Okuma Metni –
-------------------------
Varoluş Dergisi

DİLEKLERİMİZ NASIL GERÇEKLEŞİR?

Bugün kahvaltı yaptınız mı? Hazırlarken nasıldınız? Buzdolabını açarken, çayı demlerken veya
domatesi dilimlerken içinizde bir hırs, çaba olmalı tarzı bir şartlanma veya şehvet gibi aşırı istek
var mıydı? Tahminimce yoktur. Sıradan, rutin, çabasız bir eylem olsa gerek.

Peki hiç çok arzu ettiğiniz, çok çabaladığınız, aklınızı sürekli meşgul eden bir isteğiniz oldu mu?
Aman inşallah olsun diye dualar edilen bir durum, mesela bir ev, araba veya evlilik. Çevremde
kendim dahil bir çok kişide gözlemlediğim kadarıyla sizlerde de vardır diye düşünüyorum.

Peki şimdiki sorum da şu? Olana kadar yanıp bittiğiniz şey/eylem/durum olduktan sonra ne oldu?
Olduğu an ne hissettiniz, ama daha da önemlisi şu an o şeyle ilgili ne hissediyorsunuz. Olsun diye
dualar ettiğiniz şey şu an sizde mevcutken onun varlığı için şükrediyor musunuz? Buna da
cevap hayırdır genellikle. İstekler olunca varlığına alışıyor insan değil mi, durum doğallaşıyor,
sıradanlaşıyor, hatta şikayete bile başlanıyor…

İnsan neden bir şeyler ister peki düşündünüz mü? Kişisel olarak cevaplar değişebilir, arabam olunca
daha çok gezeceğim, evim olunca kira ödemeyeceğim, işe girince evleneceğim tarzı cevaplar vardır
ama ne istersek isteyelim tüm isteklerin temelinde yatan tek cevap, zihnin bir “ohhh” çekmesi,
“şimdi tamım, tamamım” demesi ve çabayı bırakıp hayatı artık hayatı yaşayabilirim diye düşünmesi
ve özgür kalmasıdır. Rahat olmaktır.

Zihin istek, arzu içerisindeyken bizler yokluk bilincindeyizdir. Saf bilinçten kaymıştır dengemiz.
-------------------------
Ham Veriler –
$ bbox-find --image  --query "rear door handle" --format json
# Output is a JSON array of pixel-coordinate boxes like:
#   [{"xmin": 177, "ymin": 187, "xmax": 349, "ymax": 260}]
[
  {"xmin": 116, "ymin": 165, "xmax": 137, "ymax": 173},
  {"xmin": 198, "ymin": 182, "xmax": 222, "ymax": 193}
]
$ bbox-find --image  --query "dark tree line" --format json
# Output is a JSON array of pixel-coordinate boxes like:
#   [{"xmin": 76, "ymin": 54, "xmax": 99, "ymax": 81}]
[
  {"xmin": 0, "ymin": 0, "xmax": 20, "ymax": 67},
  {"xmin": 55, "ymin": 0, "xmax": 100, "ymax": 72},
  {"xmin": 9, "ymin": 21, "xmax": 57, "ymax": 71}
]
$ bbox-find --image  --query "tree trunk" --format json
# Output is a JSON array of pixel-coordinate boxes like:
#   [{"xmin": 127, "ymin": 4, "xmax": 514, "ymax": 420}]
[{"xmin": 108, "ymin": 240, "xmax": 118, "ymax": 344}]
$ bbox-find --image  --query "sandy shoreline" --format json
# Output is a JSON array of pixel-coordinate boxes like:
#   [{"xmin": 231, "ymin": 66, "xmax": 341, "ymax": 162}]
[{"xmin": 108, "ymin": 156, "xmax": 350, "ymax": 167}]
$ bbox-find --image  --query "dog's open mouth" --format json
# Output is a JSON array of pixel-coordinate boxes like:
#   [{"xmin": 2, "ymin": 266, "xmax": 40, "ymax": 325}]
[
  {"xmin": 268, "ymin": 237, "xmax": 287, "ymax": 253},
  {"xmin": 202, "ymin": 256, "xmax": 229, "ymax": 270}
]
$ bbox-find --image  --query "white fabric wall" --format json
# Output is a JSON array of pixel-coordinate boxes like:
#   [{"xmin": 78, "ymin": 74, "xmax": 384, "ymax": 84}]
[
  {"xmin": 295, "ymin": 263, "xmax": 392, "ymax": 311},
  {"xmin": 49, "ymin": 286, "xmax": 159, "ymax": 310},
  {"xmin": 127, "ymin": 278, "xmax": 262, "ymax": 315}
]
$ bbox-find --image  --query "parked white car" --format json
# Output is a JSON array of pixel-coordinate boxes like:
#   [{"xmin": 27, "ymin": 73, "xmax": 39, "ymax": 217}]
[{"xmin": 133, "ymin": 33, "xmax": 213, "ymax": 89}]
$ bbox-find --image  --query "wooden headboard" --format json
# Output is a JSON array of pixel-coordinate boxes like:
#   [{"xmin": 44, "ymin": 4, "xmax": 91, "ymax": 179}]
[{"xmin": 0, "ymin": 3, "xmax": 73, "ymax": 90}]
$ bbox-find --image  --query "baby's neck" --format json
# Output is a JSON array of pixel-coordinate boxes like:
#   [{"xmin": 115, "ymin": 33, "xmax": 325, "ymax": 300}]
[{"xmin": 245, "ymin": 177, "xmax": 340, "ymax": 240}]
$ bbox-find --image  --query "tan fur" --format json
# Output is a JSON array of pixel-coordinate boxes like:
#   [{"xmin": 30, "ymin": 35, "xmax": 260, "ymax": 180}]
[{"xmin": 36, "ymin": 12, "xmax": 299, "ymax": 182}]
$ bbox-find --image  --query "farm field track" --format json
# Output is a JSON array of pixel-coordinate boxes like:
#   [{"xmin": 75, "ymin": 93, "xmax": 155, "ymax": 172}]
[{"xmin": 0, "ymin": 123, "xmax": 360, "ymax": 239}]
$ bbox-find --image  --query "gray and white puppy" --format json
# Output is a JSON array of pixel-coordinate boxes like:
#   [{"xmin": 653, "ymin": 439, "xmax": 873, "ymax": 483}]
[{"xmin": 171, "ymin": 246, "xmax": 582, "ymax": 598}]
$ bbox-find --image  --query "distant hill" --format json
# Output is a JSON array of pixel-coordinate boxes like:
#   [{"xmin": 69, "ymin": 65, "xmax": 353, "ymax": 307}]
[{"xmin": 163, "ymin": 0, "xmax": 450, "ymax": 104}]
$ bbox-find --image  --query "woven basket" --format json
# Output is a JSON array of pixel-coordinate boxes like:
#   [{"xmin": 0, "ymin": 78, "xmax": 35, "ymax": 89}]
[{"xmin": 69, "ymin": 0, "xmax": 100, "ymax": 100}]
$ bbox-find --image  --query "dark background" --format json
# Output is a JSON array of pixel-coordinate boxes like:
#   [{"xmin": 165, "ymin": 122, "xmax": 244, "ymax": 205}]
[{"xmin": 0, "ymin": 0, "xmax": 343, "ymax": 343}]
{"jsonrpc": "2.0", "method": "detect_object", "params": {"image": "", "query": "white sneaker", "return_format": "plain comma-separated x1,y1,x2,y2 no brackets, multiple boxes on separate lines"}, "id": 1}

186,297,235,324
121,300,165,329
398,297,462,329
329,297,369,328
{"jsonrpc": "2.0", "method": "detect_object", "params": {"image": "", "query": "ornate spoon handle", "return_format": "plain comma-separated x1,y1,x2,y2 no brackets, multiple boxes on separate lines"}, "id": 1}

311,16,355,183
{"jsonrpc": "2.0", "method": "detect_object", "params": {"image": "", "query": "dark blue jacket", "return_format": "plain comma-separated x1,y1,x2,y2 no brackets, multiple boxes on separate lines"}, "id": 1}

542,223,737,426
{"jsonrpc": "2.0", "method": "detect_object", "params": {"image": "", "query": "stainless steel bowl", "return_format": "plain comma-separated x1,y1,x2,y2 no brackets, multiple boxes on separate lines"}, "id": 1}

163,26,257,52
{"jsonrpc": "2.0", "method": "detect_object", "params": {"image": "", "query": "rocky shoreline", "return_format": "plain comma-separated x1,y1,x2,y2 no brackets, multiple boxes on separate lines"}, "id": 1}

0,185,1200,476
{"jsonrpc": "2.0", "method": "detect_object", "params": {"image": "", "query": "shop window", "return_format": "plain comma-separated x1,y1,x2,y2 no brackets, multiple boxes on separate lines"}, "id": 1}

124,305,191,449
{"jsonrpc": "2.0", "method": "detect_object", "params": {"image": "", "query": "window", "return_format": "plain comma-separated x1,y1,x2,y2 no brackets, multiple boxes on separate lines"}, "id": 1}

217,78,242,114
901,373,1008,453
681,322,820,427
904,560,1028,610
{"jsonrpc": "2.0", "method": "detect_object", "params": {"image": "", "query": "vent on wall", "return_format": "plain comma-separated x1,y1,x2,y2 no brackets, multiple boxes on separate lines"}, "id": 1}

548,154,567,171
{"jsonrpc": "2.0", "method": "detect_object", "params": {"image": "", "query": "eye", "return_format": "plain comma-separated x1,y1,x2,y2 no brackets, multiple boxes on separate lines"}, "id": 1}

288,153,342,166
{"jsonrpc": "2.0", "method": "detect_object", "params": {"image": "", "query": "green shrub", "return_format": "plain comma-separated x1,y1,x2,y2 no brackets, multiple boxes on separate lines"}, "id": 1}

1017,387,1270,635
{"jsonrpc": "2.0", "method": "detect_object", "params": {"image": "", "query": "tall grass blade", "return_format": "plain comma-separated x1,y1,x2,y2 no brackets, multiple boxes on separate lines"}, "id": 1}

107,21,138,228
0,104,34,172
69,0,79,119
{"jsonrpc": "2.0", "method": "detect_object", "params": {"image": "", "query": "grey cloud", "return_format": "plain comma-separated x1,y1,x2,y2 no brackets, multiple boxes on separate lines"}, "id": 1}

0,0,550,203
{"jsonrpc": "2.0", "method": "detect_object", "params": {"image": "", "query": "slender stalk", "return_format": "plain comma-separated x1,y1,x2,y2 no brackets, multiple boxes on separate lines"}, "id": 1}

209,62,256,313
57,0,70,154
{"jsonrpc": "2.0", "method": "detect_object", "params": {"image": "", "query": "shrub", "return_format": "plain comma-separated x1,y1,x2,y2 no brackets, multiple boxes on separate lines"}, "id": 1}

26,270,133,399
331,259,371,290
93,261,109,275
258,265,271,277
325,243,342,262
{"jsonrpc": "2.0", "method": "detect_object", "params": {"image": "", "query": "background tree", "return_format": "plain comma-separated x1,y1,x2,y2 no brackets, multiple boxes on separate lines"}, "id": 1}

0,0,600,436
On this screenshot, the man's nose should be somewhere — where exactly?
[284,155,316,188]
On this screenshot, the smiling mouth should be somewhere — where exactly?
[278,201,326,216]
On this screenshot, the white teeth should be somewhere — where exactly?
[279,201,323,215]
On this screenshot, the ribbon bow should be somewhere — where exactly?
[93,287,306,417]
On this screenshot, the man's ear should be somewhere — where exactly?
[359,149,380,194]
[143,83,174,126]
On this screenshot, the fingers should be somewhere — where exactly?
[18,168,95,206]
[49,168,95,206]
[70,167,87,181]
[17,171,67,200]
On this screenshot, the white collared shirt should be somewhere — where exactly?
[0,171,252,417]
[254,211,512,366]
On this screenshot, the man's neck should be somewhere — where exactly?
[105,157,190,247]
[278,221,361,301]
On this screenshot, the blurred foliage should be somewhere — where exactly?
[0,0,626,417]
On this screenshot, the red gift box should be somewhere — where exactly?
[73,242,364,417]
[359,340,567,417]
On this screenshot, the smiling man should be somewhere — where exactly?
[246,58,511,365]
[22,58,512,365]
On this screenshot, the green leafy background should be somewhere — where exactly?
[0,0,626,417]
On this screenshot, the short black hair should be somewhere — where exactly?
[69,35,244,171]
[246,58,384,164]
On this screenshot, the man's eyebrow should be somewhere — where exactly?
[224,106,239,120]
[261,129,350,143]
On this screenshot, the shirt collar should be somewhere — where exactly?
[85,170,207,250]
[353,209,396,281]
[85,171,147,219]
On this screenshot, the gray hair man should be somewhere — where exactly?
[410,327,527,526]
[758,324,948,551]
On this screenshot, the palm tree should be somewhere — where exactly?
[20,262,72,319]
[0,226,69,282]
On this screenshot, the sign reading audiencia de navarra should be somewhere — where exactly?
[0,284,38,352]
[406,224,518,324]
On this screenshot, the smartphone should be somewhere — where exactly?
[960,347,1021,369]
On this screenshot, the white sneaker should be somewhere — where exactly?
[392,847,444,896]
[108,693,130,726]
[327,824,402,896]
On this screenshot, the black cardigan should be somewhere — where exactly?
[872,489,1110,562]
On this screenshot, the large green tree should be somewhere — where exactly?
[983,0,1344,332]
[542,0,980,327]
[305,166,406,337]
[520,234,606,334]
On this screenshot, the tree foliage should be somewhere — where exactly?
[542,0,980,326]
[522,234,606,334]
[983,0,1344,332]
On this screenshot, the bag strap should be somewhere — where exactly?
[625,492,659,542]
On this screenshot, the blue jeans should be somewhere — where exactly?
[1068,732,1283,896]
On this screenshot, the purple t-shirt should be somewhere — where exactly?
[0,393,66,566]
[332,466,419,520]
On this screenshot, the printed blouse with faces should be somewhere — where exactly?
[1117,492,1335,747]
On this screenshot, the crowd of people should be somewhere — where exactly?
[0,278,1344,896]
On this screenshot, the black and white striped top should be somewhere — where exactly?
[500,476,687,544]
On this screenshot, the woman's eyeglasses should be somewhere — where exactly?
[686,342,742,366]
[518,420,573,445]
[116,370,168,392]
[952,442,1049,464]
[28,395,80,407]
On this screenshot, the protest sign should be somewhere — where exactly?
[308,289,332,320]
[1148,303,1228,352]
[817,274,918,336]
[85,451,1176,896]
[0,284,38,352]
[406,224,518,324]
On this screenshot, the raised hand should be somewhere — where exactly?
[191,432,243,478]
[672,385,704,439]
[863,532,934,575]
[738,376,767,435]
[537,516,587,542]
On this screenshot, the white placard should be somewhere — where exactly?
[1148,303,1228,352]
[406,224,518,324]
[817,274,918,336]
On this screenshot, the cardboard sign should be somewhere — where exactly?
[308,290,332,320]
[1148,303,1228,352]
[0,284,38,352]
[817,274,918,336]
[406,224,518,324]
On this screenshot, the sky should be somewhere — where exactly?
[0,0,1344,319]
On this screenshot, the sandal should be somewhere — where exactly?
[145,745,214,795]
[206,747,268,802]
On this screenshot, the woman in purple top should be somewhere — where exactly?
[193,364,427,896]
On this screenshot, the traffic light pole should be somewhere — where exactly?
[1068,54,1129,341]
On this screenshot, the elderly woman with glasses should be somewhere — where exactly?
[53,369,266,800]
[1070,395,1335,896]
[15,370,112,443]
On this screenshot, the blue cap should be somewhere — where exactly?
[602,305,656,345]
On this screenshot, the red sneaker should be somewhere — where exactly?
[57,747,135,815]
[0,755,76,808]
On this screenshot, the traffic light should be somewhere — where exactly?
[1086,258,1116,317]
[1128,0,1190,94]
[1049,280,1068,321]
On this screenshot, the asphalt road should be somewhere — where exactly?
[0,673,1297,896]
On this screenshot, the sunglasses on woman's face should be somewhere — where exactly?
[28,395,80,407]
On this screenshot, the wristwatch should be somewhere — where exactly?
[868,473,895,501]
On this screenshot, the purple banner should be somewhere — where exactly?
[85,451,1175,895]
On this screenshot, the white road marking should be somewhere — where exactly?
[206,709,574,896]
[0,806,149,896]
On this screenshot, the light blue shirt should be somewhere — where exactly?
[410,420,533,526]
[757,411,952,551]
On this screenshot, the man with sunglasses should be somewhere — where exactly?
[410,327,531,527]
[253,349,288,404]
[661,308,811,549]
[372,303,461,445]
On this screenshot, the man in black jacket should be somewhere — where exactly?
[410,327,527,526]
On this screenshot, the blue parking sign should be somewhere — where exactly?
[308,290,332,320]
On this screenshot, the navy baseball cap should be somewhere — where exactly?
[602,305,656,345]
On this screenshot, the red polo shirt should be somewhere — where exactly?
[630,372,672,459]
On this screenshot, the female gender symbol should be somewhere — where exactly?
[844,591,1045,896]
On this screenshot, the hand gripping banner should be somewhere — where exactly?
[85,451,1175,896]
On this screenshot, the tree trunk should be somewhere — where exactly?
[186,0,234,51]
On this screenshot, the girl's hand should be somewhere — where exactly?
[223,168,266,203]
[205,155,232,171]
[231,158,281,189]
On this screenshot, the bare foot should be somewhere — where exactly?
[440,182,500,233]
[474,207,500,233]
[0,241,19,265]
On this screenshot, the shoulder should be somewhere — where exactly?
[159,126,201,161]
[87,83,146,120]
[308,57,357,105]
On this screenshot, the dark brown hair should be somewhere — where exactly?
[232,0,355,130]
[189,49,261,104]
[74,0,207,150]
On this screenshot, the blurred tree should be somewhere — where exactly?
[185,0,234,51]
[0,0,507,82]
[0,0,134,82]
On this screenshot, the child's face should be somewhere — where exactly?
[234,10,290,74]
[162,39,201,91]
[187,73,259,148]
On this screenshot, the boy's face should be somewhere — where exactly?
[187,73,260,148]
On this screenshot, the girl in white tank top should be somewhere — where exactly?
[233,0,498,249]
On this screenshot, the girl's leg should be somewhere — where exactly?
-------------------------
Yapılacak İşler –
1. Okuma metnine göre şu ifadeler doğru mu: (a) Kahvaltı hazırlamak genellikle çabasız, rutin bir eylemdir; (b) İnsanlar istedikleri şey gerçekleştikten sonra genellikle onun için şükreder; (c) Zihin istek içindeyken bolluk bilincinde oluruz? Her birine evet ya da hayır diye cevap verin ve kararı belirleyen sözleri metinden aynen aktarın.
2. Lütfen okuma metninin "Varoluş Dergisi" sözleriyle başlayıp "eylem olsa gerek." sözleriyle biten bölümünü değiştirmeden geri verin.
Veriler başka bir kaynaktan alınmıştır.

Sırayla Çıktılar –
1.
(a) Evet: "Sıradan, rutin, çabasız bir eylem olsa gerek."
(b) Hayır: "Buna da cevap hayırdır genellikle."
(c) Hayır: "Zihin istek, arzu içerisindeyken bizler yokluk bilincindeyizdir."

2.
Varoluş Dergisi

DİLEKLERİMİZ NASIL GERÇEKLEŞİR?

Bugün kahvaltı yaptınız mı? Hazırlarken nasıldınız? Buzdolabını açarken, çayı demlerken veya
domatesi dilimlerken içinizde bir hırs, çaba olmalı tarzı bir şartlanma veya şehvet gibi aşırı istek
var mıydı? Tahminimce yoktur. Sıradan, rutin, çabasız bir eylem olsa gerek.